Could you output only the lines from the one containing "Place a point on every instance of the berry cluster" through the last line of the data, both included?

**Natural language region descriptions:**
--------------------------------------------------
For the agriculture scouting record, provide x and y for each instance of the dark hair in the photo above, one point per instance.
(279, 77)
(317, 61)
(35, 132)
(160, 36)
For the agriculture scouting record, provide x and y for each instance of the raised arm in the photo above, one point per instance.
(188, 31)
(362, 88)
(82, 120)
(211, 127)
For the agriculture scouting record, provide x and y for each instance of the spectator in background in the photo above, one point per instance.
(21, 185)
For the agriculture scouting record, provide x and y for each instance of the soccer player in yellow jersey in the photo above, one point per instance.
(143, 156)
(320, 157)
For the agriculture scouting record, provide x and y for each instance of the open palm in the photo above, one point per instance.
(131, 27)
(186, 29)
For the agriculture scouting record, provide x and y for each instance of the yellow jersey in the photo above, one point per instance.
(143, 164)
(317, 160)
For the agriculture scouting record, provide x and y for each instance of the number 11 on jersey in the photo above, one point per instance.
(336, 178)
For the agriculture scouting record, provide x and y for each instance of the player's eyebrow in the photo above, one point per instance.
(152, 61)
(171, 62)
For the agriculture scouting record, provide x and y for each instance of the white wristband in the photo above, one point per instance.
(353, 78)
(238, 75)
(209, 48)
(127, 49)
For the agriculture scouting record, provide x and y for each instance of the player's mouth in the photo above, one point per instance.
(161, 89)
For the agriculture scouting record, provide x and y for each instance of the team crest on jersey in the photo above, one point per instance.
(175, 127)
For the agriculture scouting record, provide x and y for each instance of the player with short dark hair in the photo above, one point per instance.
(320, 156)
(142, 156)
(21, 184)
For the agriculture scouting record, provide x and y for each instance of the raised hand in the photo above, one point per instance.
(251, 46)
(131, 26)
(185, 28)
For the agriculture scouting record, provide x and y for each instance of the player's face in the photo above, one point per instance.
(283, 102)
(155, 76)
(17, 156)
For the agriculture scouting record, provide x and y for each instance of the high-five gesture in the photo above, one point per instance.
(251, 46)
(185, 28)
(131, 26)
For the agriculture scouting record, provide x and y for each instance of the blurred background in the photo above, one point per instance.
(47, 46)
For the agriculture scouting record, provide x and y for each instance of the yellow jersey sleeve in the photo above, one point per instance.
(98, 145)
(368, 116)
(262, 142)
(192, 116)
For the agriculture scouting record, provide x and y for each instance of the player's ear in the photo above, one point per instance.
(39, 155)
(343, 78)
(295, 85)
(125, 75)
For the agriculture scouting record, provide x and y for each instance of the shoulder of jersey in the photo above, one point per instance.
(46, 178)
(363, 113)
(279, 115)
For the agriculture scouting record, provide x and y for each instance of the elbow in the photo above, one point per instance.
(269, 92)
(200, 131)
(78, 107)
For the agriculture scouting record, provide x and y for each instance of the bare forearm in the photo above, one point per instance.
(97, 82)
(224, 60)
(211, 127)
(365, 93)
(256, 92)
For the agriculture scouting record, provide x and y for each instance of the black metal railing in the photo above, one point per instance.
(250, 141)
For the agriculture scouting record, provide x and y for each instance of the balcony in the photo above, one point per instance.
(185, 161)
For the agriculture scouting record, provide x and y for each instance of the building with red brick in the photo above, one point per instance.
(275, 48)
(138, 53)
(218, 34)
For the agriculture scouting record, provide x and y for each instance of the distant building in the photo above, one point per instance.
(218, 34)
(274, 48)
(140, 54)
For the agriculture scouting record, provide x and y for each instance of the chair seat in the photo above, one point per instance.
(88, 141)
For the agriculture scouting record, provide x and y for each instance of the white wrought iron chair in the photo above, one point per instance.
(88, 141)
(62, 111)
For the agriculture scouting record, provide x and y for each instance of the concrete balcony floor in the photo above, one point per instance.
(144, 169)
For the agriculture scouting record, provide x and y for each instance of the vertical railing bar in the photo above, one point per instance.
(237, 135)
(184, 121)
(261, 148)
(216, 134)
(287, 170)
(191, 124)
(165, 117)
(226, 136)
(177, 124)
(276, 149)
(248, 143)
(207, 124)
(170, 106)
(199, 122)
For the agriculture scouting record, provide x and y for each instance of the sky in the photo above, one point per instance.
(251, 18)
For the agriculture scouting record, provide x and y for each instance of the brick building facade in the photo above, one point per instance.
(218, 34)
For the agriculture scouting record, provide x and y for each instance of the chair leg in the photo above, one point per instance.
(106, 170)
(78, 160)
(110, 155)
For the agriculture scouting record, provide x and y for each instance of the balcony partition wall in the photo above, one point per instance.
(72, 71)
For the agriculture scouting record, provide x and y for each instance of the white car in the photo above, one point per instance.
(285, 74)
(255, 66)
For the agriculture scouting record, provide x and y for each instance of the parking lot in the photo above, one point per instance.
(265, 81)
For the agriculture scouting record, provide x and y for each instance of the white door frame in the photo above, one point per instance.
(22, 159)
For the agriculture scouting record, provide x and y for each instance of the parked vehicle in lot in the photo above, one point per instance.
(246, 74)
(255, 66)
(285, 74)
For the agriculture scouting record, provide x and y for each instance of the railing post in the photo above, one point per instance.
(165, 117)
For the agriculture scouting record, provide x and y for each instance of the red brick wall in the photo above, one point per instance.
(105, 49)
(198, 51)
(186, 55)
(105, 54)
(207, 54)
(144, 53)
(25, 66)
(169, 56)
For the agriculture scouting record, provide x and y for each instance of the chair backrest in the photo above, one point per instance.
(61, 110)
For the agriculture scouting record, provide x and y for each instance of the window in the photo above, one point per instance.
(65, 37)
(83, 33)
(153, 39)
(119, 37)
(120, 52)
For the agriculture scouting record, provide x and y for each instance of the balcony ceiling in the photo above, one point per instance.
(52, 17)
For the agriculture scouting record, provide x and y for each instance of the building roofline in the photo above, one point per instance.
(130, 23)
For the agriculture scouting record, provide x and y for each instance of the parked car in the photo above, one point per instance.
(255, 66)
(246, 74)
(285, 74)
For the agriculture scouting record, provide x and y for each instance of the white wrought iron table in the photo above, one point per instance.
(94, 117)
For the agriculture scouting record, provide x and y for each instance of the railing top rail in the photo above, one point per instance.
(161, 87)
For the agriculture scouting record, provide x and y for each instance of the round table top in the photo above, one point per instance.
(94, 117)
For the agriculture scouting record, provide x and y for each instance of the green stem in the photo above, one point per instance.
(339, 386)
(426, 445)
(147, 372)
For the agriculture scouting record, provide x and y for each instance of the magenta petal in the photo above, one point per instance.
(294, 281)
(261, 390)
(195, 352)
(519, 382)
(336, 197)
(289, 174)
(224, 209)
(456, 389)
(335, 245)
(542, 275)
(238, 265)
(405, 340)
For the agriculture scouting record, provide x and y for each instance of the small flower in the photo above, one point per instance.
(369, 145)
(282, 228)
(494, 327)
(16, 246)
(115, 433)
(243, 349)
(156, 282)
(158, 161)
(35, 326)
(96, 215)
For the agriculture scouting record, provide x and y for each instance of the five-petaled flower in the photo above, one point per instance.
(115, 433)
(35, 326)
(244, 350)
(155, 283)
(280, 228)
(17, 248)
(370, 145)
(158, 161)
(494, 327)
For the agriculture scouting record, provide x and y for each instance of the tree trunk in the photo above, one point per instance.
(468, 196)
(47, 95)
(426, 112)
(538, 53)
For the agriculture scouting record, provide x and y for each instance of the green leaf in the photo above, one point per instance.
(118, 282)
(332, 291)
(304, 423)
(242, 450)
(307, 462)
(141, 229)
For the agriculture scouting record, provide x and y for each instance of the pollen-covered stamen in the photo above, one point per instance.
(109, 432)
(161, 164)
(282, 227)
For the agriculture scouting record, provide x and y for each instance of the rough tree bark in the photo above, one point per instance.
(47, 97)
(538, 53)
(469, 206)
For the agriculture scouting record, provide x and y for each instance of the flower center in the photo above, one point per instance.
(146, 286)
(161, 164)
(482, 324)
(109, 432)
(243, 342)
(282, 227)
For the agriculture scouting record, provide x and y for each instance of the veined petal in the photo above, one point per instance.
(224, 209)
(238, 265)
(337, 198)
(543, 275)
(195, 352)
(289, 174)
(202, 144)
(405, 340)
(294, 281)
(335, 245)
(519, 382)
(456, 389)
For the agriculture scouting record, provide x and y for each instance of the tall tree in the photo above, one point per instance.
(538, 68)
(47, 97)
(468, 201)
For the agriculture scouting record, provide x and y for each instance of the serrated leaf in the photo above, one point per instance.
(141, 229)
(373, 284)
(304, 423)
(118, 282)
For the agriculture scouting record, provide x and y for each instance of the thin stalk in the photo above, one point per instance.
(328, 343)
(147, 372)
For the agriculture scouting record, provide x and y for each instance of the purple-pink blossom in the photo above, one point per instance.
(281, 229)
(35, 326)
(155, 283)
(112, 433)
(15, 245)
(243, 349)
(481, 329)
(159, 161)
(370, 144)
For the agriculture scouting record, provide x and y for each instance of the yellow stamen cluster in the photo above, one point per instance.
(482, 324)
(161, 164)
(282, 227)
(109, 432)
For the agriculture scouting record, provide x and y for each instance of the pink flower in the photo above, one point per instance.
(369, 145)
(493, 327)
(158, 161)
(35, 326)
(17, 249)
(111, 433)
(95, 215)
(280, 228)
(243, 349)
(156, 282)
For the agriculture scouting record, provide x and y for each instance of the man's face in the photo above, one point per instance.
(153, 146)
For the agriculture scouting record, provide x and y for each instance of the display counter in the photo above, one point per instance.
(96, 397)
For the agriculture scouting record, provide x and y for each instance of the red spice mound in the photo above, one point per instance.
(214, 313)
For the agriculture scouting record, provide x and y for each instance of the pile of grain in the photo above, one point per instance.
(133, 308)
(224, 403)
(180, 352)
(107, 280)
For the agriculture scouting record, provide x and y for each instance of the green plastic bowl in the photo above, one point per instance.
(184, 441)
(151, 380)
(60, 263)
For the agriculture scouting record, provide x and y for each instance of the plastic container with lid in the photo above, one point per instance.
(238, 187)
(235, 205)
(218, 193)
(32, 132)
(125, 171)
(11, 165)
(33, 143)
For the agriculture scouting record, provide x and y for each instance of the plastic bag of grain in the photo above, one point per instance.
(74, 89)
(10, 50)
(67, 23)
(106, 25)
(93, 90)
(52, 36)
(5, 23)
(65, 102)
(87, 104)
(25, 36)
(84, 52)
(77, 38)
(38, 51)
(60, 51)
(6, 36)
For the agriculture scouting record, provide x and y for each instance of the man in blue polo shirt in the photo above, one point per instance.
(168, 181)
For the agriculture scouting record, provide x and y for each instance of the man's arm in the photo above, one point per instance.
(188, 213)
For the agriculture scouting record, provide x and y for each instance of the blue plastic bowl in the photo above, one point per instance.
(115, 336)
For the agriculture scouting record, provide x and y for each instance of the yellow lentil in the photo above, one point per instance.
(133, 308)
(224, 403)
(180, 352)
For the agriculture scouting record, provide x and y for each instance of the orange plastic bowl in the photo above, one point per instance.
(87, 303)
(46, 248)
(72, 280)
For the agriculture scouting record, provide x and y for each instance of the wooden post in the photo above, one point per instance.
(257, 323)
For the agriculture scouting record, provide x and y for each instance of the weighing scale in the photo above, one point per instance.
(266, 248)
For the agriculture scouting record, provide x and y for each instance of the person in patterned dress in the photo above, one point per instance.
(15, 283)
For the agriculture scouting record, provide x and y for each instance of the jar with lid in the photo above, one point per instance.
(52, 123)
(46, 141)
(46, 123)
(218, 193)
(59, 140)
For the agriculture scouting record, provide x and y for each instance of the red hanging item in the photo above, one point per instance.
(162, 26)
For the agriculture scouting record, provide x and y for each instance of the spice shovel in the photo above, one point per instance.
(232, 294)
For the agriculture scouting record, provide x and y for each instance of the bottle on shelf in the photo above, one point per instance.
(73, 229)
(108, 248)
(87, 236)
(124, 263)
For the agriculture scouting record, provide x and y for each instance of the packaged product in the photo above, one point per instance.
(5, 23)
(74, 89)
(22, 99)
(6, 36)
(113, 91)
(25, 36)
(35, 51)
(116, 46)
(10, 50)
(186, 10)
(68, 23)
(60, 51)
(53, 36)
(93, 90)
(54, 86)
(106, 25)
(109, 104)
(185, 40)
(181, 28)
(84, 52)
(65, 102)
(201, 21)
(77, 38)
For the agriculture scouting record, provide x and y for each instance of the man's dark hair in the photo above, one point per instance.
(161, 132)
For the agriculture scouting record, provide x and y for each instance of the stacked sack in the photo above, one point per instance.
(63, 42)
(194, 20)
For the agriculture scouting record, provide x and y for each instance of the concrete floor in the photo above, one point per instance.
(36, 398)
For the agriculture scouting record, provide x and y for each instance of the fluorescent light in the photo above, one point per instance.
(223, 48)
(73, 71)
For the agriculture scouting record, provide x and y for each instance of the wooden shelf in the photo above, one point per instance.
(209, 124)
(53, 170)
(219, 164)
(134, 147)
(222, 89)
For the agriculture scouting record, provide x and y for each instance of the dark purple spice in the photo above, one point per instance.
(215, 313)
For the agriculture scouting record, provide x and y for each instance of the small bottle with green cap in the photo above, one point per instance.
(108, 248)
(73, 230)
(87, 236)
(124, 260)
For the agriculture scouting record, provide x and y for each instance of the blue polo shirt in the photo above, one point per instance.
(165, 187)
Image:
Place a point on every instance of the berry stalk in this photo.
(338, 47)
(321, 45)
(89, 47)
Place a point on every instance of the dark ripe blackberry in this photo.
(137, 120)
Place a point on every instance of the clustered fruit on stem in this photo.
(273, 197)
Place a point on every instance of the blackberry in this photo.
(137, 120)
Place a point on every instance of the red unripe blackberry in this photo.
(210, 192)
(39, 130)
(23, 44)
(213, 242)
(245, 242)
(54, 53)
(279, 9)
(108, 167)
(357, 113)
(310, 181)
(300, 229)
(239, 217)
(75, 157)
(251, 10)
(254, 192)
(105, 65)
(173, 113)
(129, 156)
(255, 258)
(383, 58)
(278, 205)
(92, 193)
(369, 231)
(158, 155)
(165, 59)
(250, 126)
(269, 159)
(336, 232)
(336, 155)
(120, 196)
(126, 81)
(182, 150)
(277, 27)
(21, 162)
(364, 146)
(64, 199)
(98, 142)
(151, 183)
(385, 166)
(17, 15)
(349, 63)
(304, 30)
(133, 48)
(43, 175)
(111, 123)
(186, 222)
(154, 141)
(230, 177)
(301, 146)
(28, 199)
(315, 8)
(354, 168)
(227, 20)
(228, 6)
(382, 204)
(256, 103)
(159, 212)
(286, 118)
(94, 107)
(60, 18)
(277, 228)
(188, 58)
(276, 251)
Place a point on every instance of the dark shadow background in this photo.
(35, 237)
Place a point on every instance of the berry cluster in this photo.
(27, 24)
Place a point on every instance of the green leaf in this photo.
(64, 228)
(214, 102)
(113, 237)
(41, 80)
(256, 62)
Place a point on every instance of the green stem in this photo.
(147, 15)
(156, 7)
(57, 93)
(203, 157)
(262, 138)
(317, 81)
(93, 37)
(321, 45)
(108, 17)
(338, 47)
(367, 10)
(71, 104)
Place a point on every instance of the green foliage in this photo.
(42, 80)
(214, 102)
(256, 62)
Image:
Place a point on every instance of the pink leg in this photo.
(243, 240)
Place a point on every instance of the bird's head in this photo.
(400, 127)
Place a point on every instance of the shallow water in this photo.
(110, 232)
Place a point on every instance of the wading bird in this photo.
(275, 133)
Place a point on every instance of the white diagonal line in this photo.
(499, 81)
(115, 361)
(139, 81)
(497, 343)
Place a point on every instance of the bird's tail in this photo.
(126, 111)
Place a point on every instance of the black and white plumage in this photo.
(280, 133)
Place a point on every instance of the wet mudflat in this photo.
--------------------------------------------------
**Task solution:**
Place a point on every instance of the berry cluster in this photo.
(27, 24)
Place a point on every instance of the green leaf in this photo.
(64, 228)
(214, 102)
(113, 237)
(41, 80)
(256, 62)
Place a point on every instance of the green stem in this photo.
(147, 15)
(156, 7)
(57, 93)
(203, 157)
(262, 138)
(317, 81)
(93, 37)
(321, 45)
(108, 17)
(338, 47)
(367, 10)
(71, 104)
Place a point on every instance of the green foliage in this photo.
(42, 80)
(214, 102)
(256, 62)
Image:
Place a point on every instance of the pink leg in this photo.
(243, 240)
Place a point on every instance of the bird's head in this photo.
(400, 127)
Place a point on every instance of the shallow water in this photo.
(110, 232)
Place a point on every instance of the wading bird in this photo.
(275, 133)
Place a point on every instance of the white diagonal line in this photo.
(499, 81)
(115, 361)
(139, 81)
(497, 343)
Place a point on every instance of the bird's tail in this photo.
(126, 111)
Place a point on every instance of the black and white plumage in this photo.
(280, 133)
Place a point on every instance of the wet mudflat in this photo.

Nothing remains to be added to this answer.